- Task statement:
Rewrite the part of the items that opens with the line containing "[locate] the stone" and closes with the line containing "<point>70,406</point>", both included, and leave the requests and their format samples unchanged. Scale every point coordinate in the answers by 1.5 and round to whole numbers, with halves going up.

- Entries provided:
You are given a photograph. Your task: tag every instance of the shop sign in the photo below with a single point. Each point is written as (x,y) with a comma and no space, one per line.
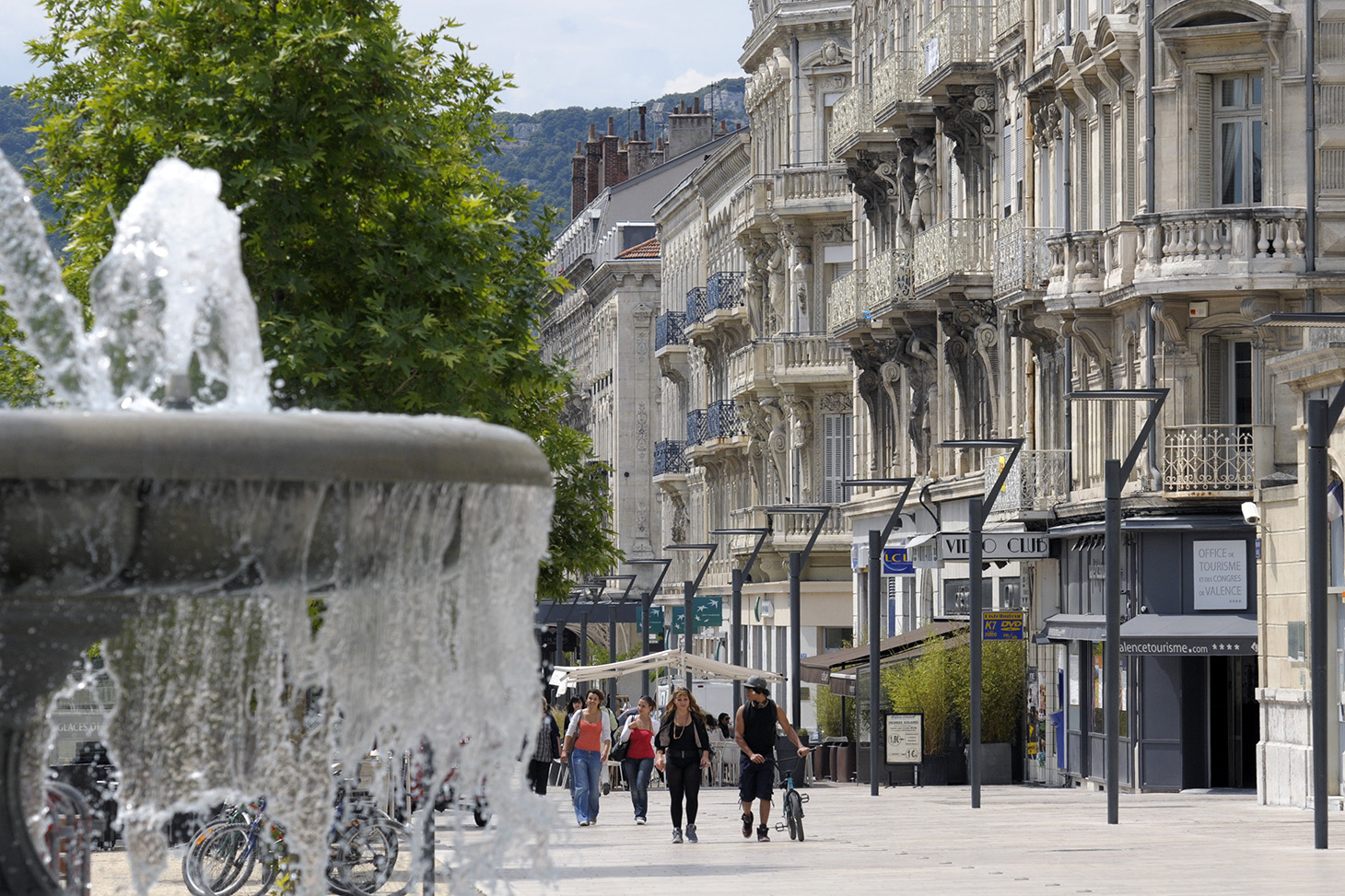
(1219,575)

==

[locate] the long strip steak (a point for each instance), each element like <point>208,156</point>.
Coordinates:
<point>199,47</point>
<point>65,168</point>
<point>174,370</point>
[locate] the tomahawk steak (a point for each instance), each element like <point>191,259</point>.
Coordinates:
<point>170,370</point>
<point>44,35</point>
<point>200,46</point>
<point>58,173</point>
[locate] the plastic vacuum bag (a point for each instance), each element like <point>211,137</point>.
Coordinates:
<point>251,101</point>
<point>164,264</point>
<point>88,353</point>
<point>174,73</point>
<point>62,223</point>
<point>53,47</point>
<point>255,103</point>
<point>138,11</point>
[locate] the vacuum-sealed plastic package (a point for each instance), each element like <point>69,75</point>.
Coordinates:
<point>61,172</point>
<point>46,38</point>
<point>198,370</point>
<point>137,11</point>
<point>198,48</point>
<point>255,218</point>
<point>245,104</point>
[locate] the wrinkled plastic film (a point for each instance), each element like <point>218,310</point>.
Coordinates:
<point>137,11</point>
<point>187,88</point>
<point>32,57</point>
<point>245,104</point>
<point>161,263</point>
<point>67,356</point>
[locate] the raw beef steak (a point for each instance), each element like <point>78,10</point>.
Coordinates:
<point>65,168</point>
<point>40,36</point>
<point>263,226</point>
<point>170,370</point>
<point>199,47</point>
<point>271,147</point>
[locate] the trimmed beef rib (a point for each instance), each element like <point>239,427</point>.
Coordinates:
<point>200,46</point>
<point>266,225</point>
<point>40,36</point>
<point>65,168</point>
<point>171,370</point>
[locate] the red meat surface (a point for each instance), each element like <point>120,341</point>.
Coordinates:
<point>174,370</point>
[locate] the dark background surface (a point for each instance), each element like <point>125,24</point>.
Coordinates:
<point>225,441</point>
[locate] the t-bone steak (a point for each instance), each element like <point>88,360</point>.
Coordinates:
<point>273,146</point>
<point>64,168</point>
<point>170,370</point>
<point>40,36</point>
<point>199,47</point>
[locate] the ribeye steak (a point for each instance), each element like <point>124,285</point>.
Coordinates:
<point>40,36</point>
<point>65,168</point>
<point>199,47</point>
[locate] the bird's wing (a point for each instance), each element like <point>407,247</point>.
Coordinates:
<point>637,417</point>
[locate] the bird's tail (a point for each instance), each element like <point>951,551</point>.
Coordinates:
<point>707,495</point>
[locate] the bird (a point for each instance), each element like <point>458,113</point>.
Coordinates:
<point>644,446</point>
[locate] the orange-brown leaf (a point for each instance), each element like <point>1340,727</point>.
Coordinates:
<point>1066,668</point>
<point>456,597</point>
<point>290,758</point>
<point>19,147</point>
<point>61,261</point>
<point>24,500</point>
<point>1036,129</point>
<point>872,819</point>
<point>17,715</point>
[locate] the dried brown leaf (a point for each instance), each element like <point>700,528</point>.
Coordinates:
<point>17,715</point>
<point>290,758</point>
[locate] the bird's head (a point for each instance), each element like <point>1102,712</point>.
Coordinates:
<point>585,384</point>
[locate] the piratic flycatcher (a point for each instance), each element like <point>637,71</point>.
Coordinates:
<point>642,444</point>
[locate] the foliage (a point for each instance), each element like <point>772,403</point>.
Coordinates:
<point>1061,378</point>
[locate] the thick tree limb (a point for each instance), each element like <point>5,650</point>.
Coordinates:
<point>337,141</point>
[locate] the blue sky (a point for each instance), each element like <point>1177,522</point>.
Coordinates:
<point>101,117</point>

...

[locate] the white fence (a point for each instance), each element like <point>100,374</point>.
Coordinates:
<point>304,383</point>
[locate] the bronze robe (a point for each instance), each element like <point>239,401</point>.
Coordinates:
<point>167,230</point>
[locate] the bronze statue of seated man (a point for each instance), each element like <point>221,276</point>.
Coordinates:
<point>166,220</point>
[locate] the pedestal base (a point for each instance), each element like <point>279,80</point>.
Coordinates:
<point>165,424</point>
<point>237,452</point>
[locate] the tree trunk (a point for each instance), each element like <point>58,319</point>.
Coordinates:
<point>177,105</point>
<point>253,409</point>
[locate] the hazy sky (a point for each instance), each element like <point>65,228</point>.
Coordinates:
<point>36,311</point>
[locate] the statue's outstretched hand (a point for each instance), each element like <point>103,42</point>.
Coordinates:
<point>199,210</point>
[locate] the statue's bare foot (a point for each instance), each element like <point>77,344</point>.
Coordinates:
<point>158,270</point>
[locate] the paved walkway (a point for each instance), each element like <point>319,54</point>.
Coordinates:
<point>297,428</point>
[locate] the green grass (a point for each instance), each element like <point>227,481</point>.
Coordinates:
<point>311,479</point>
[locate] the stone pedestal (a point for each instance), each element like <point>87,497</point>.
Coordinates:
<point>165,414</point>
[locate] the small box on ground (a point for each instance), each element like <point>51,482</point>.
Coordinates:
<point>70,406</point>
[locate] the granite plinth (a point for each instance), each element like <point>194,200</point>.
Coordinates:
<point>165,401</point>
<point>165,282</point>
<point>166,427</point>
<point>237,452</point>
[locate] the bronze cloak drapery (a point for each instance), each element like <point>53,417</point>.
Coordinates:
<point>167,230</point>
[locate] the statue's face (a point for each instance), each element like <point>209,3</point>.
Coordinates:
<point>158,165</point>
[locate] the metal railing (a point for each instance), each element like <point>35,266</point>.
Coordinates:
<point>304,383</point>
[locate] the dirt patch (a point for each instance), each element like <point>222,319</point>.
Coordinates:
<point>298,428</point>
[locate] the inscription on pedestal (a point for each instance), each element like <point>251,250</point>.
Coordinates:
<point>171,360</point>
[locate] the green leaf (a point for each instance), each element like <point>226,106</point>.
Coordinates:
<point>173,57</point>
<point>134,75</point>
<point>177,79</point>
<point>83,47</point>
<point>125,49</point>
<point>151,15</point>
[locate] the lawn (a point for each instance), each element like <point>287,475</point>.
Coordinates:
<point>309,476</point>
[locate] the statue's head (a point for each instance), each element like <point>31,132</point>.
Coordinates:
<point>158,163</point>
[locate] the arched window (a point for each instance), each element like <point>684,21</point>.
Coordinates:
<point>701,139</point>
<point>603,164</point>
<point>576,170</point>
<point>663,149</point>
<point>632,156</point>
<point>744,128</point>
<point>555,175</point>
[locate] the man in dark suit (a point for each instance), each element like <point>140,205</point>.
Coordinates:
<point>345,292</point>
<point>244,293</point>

- Solution for this task:
[locate] the stone pedestal (a point for each instance), each element like <point>87,497</point>.
Coordinates:
<point>248,621</point>
[locate] the small box on ground (a point for each instance), each element like <point>51,482</point>.
Coordinates:
<point>105,609</point>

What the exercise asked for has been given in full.